• **Task instructions**: A complete copy of the entries, exactly as written, is the expected result.
== Provided data ==
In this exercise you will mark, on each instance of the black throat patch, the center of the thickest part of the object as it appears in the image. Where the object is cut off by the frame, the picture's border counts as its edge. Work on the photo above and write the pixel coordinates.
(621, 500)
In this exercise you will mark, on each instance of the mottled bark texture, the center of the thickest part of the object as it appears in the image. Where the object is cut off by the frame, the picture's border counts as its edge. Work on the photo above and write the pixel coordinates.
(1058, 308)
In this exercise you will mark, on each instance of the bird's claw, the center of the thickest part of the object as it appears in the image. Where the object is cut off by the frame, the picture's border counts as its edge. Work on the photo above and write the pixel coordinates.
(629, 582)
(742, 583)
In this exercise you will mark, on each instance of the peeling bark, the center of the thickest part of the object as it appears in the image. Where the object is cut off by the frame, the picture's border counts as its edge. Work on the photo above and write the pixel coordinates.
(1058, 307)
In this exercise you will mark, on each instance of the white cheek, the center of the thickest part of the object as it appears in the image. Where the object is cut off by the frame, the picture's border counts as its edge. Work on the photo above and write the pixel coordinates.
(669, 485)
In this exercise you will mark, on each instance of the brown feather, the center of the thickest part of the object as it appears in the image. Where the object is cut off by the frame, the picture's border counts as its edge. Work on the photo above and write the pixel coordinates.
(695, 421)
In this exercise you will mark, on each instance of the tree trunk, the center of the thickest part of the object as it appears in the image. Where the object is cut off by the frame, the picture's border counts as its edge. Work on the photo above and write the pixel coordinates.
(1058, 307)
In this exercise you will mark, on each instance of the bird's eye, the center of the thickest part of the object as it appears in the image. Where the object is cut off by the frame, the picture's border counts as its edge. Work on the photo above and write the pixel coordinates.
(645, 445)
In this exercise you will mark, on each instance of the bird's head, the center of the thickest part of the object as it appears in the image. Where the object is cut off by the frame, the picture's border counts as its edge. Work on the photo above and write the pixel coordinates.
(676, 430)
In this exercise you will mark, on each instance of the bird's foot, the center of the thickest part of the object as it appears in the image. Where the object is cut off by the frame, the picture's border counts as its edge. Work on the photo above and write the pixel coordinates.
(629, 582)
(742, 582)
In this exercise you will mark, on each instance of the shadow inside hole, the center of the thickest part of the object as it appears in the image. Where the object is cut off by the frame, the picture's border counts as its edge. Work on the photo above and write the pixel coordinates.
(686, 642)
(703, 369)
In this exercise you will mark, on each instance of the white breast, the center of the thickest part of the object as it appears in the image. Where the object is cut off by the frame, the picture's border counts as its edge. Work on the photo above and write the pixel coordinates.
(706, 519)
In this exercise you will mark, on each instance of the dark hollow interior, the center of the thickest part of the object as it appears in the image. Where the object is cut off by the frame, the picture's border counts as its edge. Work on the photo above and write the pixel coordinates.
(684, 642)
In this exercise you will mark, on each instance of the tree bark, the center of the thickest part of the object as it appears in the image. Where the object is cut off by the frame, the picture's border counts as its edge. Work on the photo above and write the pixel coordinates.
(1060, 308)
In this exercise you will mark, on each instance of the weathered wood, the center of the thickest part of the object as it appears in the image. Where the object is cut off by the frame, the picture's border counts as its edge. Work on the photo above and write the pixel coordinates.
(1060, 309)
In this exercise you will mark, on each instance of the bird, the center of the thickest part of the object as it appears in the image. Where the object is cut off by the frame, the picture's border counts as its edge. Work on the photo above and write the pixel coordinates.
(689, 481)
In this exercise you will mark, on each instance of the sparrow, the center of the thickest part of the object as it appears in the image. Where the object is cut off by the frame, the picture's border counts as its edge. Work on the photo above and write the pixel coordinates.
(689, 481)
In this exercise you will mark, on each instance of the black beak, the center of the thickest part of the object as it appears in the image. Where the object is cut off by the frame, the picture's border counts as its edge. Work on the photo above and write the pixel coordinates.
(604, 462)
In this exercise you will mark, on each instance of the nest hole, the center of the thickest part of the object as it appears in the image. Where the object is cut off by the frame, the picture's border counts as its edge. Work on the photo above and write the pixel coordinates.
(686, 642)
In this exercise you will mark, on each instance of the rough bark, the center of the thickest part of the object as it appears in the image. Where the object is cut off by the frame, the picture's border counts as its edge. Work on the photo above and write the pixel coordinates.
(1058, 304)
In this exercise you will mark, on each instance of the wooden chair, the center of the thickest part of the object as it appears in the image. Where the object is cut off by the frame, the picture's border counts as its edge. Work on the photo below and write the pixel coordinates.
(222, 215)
===
• **Problem solution**:
In this exercise you will mark, on each instance of the black throat patch, the center of the thickest part of the object as it appears in the image. Where the object is cut off by the frame, the picture's border counts as its edge. Work on the photo above and write the pixel coordinates.
(621, 500)
In this exercise you will mark, on each instance of the mottled bark texture, the center of the thickest part of the object as it appears in the image. Where the object is cut off by the frame, the picture's border counts as its edge. Work on the photo above and write the pixel coordinates.
(1058, 308)
In this exercise you will mark, on each instance of the bird's claw, the center of the thickest part of the object as it appears in the image. Where the object is cut off by the frame, the picture's border counts as its edge. Work on the photo above and write the pixel coordinates.
(629, 582)
(742, 583)
In this exercise you will mark, on each instance of the peeling bark, the center of the thickest part of the object as it appears in the image. Where the object is cut off by the frame, the picture's border counts as its edge. Work on the photo above and write the pixel coordinates.
(1058, 307)
In this exercise you will mark, on each instance of the white cheek, the center of the thickest part of the object as it appears in the image. Where the object is cut off by the frame, the picture's border counts as its edge. Work on the photo above and write the pixel coordinates.
(669, 485)
In this exercise you will mark, on each instance of the brown feather, the center of the thickest part of the object as it appears in the image. Where the object is cut off by the frame, the picture's border counts as its edge. Work on the photo above and write the pixel coordinates.
(695, 421)
In this exercise you will mark, on each instance of the tree trunk, the center of the thickest part of the object as it appears in the image. Where the object is cut off by the frame, the picture's border counts as its edge. Work on the photo above and write the pixel coordinates.
(1058, 307)
In this exercise you will mark, on each instance of the bird's eye, the center of the thickest part of the object as it appears in the image. Where the object is cut off by the frame, the picture's border counts as its edge. Work on the photo above and write the pixel coordinates.
(645, 445)
In this exercise you will mark, on each instance of the bird's head, the center of the thickest part of the object as it appears in the image. Where the object is cut off by the frame, the picture's border counts as its edge. Work on the photo above and write the pixel coordinates.
(676, 430)
In this exercise you will mark, on each instance of the bird's foot, the center of the thickest part of the object as it appears in the image. Where the object is cut off by the frame, the picture's border counts as its edge. Work on the photo above and write the pixel coordinates.
(629, 582)
(742, 582)
In this exercise you will mark, on each instance of the shadow inside hole, the center of the thickest part of the object as it appears in the image. Where the object is cut off by the frame, the picture's border counts as its edge. Work on the photo above and write the pixel coordinates.
(686, 642)
(703, 369)
In this exercise you will mark, on each instance of the white breast, the center of the thickest part of the object as it appears in the image. Where the object is cut off by the frame, the picture's border counts as its edge. Work on the photo above and write the pixel coordinates.
(706, 519)
In this exercise you will mark, on each instance of the dark hollow interior, the center of the thickest part of the object as it appears in the image. Where the object is cut off by the frame, the picture's border counts as its edge. Work on the photo above and write the pixel coordinates.
(684, 642)
In this exercise you will mark, on each instance of the tree bark, the center of the thickest part of the object as it appears in the image. Where the object is cut off by the frame, the picture's border counts as its edge. Work on the photo above and write the pixel coordinates.
(1060, 308)
In this exercise you will mark, on each instance of the weathered wood, the center of the thickest part of the object as it appears in the image. Where the object is cut off by the frame, the picture's border counts as its edge. Work on the photo above and write the pixel coordinates.
(1060, 309)
In this exercise you will mark, on each instance of the bird, the center of the thickest part of the object as it appears in the image. Where the object is cut off by the frame, the picture's border counts as its edge. Work on the photo above and write the pixel coordinates.
(689, 481)
In this exercise you will mark, on each instance of the sparrow, the center of the thickest part of the object as it appears in the image. Where the object is cut off by the frame, the picture's border counts as its edge. Work on the photo above and write the pixel coordinates.
(689, 481)
In this exercise you will mark, on each instance of the black beak, the center of the thickest part of the object as it appears in the image. Where the object is cut off by the frame, the picture's border counts as its edge. Work on the photo above and write the pixel coordinates.
(604, 462)
In this exercise you will mark, on each instance of the nest hole, the center of the thickest part of the object as it appears in the image. Where the object is cut off by the frame, the picture's border counts as its edge. Work on the photo above and write the pixel coordinates.
(686, 642)
In this exercise you will mark, on each instance of the rough bark, the center of the thickest part of the object as it appears in the image. Where the object is cut off by the frame, the picture's border counts as its edge. Work on the photo above and write the pixel coordinates.
(1058, 304)
In this exercise you will mark, on each instance of the wooden chair, the center of the thickest part of the object as it appears in the image. Where the object is cut off by the frame, the picture's border counts as its edge. Work on the photo below and write the pixel coordinates.
(222, 215)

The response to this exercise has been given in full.